Stated goal: Arrange the records below as a numbered list, with one line per item and any blank lines omitted.

Data to use:
•••••

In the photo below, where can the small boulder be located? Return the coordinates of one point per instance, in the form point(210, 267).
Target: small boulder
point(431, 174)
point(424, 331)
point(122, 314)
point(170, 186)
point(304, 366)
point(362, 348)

•••••

Exercise result:
1. In the photo below, where can the small boulder be located? Return the coordinates of one point per instance, in the form point(210, 267).
2. Target: small boulder
3. point(431, 174)
4. point(424, 331)
5. point(122, 314)
6. point(170, 186)
7. point(304, 366)
8. point(362, 348)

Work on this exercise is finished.